#### READING PASSAGE
****************************************
I’m more than happy to conduct a Q&A with all the Rugby Australia board members and I know that it would be easy to prove that they know very little about coaching.
But they’re going to hold *Michael Cheika to account.
How you do that, I don’t know.
I should point out that the article prompted comment, as well, from former board member Geoffrey Stooke, an outstanding West Australian servant of the game.
He corrected many of the so-called “facts” in Smith’s article.
And of the article, Stooke says: “The sale of the Rebels to the VRU was done without formal board approval, despite the board being advised previously that any ‘on-selling’ would require board approval. When this occurred I asked how this could happen without board approval and I was advised they’d found a ‘loophole’. This seemed strange as subsequent information suggests the ARU was directly involved in the transaction … with the Rebels refusing all attempts to ‘depart’ (and this was stated publicly) the only team that the ARU could legally, forcibly remove was the Western Force. This suggests that the so-called ‘evaluation process’ was a sham.”
That’s precisely what I have written in the past. If Smith wants to suggest I should “work within the rugby system”, then may I suggest to him that when he writes about the system, he should make sure he gets it right.
I have written 28 columns for this paper and in all of them I have sought to do two things: point out the problem and volunteer a *solution.
At no point has anyone from Rugby Australia spoken to me.
I was invited to coach the Barbarians last year, not by Rugby Australia. At no time did anyone from Rugby Australia speak to me or our visiting Barbarian guests.
If I might say immodestly, I have coached premiership sides at school level, sub-district level, grade level and national level.
I say that only because I am writing with an inside understanding of what works.
****************************************
#### PROVIDED MATERIAL

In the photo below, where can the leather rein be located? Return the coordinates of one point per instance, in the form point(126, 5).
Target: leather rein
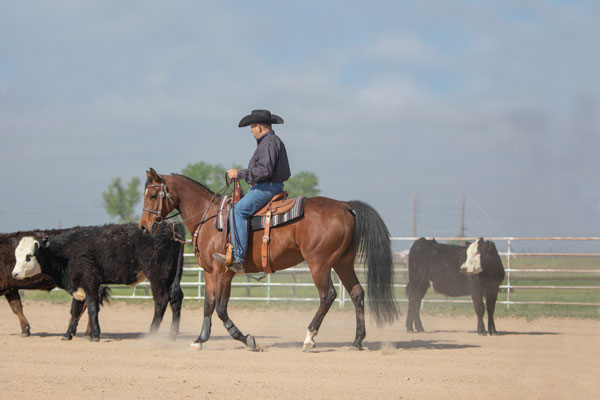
point(164, 195)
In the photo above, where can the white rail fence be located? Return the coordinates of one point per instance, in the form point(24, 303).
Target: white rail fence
point(271, 286)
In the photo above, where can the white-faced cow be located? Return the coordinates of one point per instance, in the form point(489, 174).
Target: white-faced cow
point(9, 287)
point(474, 270)
point(82, 259)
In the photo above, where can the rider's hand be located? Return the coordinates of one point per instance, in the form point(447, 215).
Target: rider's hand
point(232, 173)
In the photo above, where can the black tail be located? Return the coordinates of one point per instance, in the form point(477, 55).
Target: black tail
point(375, 248)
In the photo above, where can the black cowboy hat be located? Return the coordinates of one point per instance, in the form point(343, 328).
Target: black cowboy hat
point(260, 117)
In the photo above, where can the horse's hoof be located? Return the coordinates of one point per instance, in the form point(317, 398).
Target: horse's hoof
point(251, 342)
point(308, 347)
point(196, 346)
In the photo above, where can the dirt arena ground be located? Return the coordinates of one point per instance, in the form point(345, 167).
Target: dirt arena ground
point(541, 359)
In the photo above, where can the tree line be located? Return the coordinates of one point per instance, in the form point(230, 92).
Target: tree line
point(121, 199)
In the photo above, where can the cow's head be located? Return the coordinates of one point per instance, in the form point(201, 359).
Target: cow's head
point(472, 264)
point(26, 254)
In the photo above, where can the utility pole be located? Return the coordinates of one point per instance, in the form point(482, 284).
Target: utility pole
point(415, 214)
point(462, 218)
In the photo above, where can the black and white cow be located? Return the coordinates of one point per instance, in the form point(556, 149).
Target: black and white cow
point(453, 270)
point(82, 259)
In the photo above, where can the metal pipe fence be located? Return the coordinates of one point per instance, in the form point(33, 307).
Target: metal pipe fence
point(523, 279)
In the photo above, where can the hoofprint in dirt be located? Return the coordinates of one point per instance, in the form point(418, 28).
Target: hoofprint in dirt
point(542, 359)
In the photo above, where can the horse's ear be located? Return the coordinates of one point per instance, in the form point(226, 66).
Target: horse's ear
point(153, 175)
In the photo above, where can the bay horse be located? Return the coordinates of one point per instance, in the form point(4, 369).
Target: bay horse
point(329, 235)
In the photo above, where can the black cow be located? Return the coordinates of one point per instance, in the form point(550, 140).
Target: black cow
point(445, 267)
point(84, 258)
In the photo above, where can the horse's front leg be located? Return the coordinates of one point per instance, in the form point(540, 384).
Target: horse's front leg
point(223, 291)
point(209, 308)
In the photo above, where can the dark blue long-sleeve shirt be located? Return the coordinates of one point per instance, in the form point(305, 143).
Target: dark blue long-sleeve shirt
point(269, 163)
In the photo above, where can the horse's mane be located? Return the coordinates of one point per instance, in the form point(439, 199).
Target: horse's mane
point(196, 182)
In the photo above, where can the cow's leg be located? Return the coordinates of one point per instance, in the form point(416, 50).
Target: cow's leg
point(209, 308)
point(327, 295)
point(175, 301)
point(92, 303)
point(415, 291)
point(477, 297)
point(14, 300)
point(222, 293)
point(345, 271)
point(77, 308)
point(490, 303)
point(161, 299)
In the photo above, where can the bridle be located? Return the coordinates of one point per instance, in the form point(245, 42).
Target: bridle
point(163, 195)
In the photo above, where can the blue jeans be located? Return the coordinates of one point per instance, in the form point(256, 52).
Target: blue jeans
point(254, 200)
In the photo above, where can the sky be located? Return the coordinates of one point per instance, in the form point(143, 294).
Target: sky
point(382, 100)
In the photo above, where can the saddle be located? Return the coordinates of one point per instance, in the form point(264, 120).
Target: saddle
point(279, 204)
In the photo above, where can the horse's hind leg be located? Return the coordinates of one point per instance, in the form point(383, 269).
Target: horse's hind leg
point(14, 300)
point(327, 295)
point(161, 299)
point(415, 292)
point(175, 300)
point(209, 308)
point(350, 281)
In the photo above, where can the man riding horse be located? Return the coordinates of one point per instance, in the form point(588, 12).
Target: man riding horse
point(267, 170)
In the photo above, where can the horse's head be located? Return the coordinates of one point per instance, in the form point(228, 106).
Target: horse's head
point(158, 203)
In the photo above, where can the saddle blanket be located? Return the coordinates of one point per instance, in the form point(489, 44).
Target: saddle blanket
point(257, 222)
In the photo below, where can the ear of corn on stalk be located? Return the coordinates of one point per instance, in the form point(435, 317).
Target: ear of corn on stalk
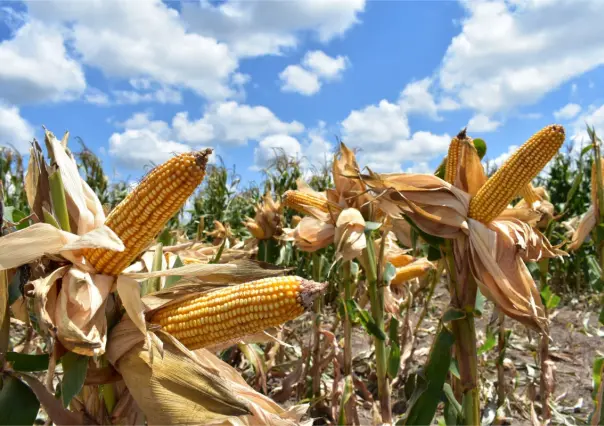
point(516, 173)
point(408, 272)
point(453, 157)
point(233, 312)
point(146, 210)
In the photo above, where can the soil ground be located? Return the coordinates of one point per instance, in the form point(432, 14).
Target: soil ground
point(576, 340)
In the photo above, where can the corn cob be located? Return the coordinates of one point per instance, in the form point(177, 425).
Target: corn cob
point(529, 194)
point(453, 157)
point(400, 260)
point(518, 171)
point(232, 312)
point(304, 202)
point(414, 270)
point(145, 211)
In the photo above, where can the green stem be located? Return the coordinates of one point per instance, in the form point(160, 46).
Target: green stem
point(465, 341)
point(59, 202)
point(317, 267)
point(376, 295)
point(347, 323)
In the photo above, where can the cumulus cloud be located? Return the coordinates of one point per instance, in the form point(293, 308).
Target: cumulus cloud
point(14, 129)
point(143, 141)
point(294, 78)
point(143, 39)
point(481, 123)
point(567, 112)
point(316, 68)
point(37, 68)
point(593, 117)
point(511, 53)
point(232, 123)
point(383, 134)
point(254, 28)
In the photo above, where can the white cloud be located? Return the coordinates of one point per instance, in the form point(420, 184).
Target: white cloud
point(14, 129)
point(254, 28)
point(273, 145)
point(502, 158)
point(482, 123)
point(36, 67)
point(593, 117)
point(143, 39)
point(318, 151)
point(96, 96)
point(162, 95)
point(380, 124)
point(382, 132)
point(232, 123)
point(144, 141)
point(294, 78)
point(512, 53)
point(567, 112)
point(316, 67)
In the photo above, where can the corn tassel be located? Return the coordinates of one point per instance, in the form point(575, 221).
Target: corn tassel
point(304, 202)
point(518, 171)
point(453, 157)
point(145, 211)
point(232, 312)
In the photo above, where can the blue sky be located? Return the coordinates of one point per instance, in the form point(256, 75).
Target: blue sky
point(140, 80)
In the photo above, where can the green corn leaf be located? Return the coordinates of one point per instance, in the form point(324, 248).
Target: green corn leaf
point(27, 362)
point(18, 404)
point(424, 404)
point(75, 368)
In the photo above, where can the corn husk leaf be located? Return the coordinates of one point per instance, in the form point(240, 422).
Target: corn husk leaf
point(586, 225)
point(349, 236)
point(311, 234)
point(178, 388)
point(84, 207)
point(40, 239)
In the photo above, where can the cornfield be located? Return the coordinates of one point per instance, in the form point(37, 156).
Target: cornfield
point(464, 296)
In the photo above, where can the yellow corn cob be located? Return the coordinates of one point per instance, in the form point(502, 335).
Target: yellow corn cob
point(145, 211)
point(232, 312)
point(413, 270)
point(303, 202)
point(517, 172)
point(453, 157)
point(529, 194)
point(400, 260)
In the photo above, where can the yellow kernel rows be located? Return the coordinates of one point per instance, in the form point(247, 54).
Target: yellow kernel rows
point(518, 171)
point(233, 312)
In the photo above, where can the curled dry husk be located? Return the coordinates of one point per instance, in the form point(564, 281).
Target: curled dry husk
point(185, 387)
point(496, 252)
point(267, 222)
point(70, 301)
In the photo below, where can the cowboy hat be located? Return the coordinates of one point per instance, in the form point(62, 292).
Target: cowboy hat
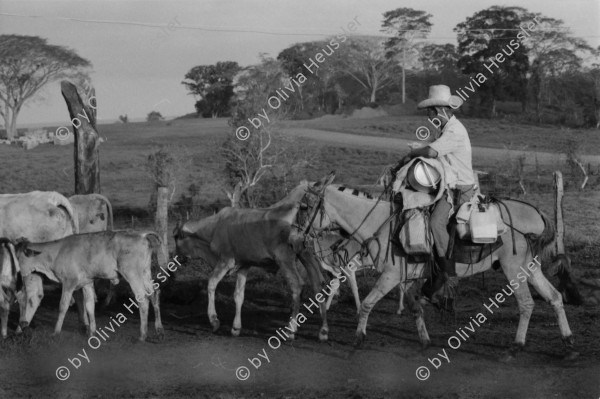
point(439, 96)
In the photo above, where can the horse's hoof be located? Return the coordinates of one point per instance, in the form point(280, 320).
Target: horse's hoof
point(506, 358)
point(572, 355)
point(360, 339)
point(215, 323)
point(323, 335)
point(27, 332)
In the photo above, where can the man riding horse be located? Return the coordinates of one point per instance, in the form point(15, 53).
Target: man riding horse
point(453, 149)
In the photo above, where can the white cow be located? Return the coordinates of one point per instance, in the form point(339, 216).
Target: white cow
point(94, 212)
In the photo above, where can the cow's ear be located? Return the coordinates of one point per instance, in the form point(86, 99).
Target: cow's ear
point(30, 252)
point(330, 178)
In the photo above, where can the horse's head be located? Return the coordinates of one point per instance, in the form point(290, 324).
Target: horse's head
point(183, 241)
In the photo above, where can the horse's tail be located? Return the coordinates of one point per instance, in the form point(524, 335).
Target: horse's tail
point(542, 244)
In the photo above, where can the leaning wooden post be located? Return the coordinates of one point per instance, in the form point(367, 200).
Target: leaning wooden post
point(558, 214)
point(83, 120)
point(162, 219)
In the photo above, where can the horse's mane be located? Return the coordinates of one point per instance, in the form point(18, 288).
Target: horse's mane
point(353, 191)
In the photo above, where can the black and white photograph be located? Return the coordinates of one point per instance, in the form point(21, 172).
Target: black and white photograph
point(256, 199)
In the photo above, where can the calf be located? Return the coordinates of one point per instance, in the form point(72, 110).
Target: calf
point(75, 261)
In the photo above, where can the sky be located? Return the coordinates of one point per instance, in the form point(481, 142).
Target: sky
point(141, 50)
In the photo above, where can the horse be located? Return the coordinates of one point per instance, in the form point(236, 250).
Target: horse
point(532, 233)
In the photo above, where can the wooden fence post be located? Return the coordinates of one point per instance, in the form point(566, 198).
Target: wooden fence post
point(87, 140)
point(558, 214)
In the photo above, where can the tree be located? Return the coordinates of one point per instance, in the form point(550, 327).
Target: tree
point(484, 35)
point(258, 169)
point(365, 60)
point(27, 63)
point(212, 85)
point(553, 52)
point(406, 25)
point(438, 57)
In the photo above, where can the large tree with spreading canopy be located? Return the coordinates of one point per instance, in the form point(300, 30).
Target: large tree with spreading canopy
point(28, 63)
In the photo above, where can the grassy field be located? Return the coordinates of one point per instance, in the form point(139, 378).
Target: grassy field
point(127, 185)
point(194, 362)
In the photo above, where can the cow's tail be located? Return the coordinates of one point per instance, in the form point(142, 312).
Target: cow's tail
point(61, 202)
point(108, 207)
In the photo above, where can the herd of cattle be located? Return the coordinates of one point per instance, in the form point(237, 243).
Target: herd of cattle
point(71, 241)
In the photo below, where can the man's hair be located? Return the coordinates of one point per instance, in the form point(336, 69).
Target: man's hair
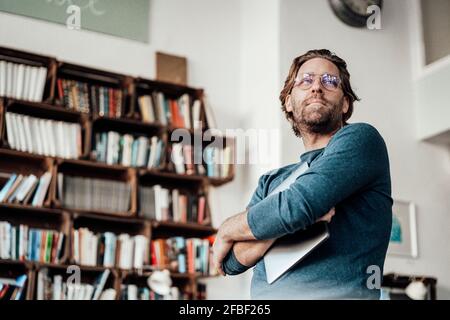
point(343, 74)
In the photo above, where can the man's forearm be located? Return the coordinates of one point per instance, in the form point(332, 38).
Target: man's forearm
point(250, 252)
point(236, 228)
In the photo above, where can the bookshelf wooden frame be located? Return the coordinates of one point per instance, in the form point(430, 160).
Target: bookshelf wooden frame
point(45, 111)
point(130, 121)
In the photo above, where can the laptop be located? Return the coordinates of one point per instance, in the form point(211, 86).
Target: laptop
point(289, 250)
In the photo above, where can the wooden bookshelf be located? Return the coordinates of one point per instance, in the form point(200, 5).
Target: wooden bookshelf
point(34, 60)
point(54, 214)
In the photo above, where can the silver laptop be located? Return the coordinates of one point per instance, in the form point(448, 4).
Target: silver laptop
point(289, 250)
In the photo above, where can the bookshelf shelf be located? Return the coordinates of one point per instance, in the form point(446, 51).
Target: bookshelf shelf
point(67, 88)
point(188, 226)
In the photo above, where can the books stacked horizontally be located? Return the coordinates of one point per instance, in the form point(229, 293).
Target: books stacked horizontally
point(186, 159)
point(181, 255)
point(109, 250)
point(54, 288)
point(134, 292)
point(218, 161)
point(25, 243)
point(177, 113)
point(128, 150)
point(43, 136)
point(163, 204)
point(83, 97)
point(22, 82)
point(26, 189)
point(13, 289)
point(94, 194)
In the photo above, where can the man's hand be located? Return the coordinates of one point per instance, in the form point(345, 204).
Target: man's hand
point(221, 247)
point(328, 216)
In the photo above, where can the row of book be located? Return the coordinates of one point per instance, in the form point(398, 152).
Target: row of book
point(128, 150)
point(135, 292)
point(164, 204)
point(53, 287)
point(109, 250)
point(84, 97)
point(21, 81)
point(178, 254)
point(218, 161)
point(43, 136)
point(26, 189)
point(25, 243)
point(13, 288)
point(177, 113)
point(93, 194)
point(187, 159)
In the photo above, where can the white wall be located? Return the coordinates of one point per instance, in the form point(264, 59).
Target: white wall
point(380, 67)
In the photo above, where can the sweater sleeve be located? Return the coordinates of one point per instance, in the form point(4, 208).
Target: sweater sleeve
point(354, 159)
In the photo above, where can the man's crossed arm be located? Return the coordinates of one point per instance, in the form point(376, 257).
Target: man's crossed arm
point(235, 235)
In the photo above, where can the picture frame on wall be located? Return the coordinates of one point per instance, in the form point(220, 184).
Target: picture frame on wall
point(403, 239)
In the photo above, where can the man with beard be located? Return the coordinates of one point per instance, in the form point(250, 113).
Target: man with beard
point(346, 181)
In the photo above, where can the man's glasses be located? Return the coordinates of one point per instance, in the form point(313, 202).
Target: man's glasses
point(306, 80)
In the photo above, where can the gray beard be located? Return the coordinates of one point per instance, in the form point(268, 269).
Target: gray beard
point(331, 121)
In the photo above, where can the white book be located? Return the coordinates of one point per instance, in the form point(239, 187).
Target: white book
point(42, 133)
point(210, 118)
point(126, 251)
point(70, 291)
point(140, 246)
point(41, 192)
point(33, 79)
point(108, 294)
point(50, 137)
point(132, 292)
point(88, 291)
point(9, 79)
point(93, 249)
point(175, 205)
point(40, 84)
point(26, 82)
point(27, 185)
point(184, 104)
point(9, 131)
point(61, 138)
point(78, 142)
point(158, 202)
point(20, 81)
point(2, 78)
point(36, 135)
point(161, 110)
point(196, 108)
point(126, 153)
point(28, 136)
point(72, 143)
point(13, 80)
point(177, 158)
point(76, 246)
point(111, 149)
point(153, 149)
point(100, 284)
point(21, 132)
point(142, 151)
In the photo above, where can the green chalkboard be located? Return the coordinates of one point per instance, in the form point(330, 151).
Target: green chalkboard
point(123, 18)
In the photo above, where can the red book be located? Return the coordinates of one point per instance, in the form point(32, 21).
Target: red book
point(112, 104)
point(60, 89)
point(201, 209)
point(188, 159)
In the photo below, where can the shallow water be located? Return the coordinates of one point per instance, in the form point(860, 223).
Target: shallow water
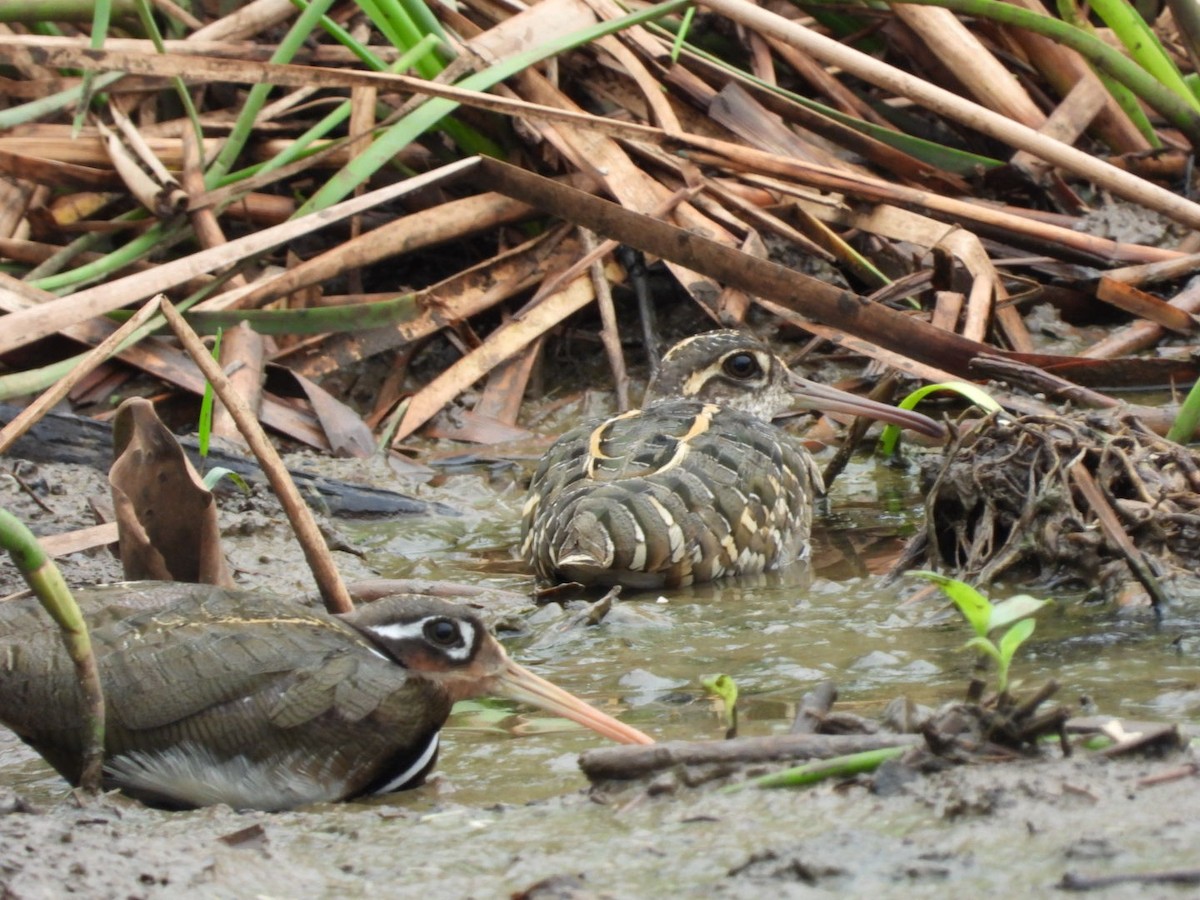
point(469, 831)
point(777, 635)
****************************************
#### INSTRUCTION 1
Decide whether each statement agrees with the rugby column. Answer yes or no for each, and quote the deciding words. (a) Rugby Australia invited the writer to coach the Barbarians last year. (b) Geoffrey Stooke is a former board member. (c) The writer has written 28 columns for the paper.
#### INSTRUCTION 2
According to the rugby column, which team was the only one the ARU could legally, forcibly remove?
#### INSTRUCTION 3
Return the passage of the rugby column starting at "But they’re going" and ending at "in Smith’s article.", copied word for word.

#### PROBLEM SOLUTION 1
(a) No: "I was invited to coach the Barbarians last year, not by Rugby Australia."
(b) Yes: "former board member Geoffrey Stooke"
(c) Yes: "I have written 28 columns for this paper"

#### PROBLEM SOLUTION 2
The Western Force.

#### PROBLEM SOLUTION 3
But they’re going to hold *Michael Cheika to account.
How you do that, I don’t know.
I should point out that the article prompted comment, as well, from former board member Geoffrey Stooke, an outstanding West Australian servant of the game.
He corrected many of the so-called “facts” in Smith’s article.